▸ Short task
Copy the following lines word for word.

▸ Input
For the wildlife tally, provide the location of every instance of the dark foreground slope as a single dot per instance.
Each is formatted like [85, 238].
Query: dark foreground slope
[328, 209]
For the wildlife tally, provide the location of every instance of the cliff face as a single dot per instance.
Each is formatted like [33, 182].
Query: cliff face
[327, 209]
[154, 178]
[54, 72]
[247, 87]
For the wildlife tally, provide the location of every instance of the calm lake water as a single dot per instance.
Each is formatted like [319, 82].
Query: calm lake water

▸ Result of this task
For the wildlife tally, provide the location of every instance of the dark foreground slope as a single dot per instance.
Each is formatted like [85, 238].
Query: dark foreground slope
[328, 209]
For the wildlife tally, provide the location of every instance of the cliff face as a single dot per instance.
Each is formatted like [33, 182].
Query: cliff face
[327, 209]
[154, 178]
[54, 72]
[247, 87]
For the wildlife tally, provide the location of every instance of the calm lake water as a single dot per instance.
Each is formatted like [319, 82].
Query: calm lake water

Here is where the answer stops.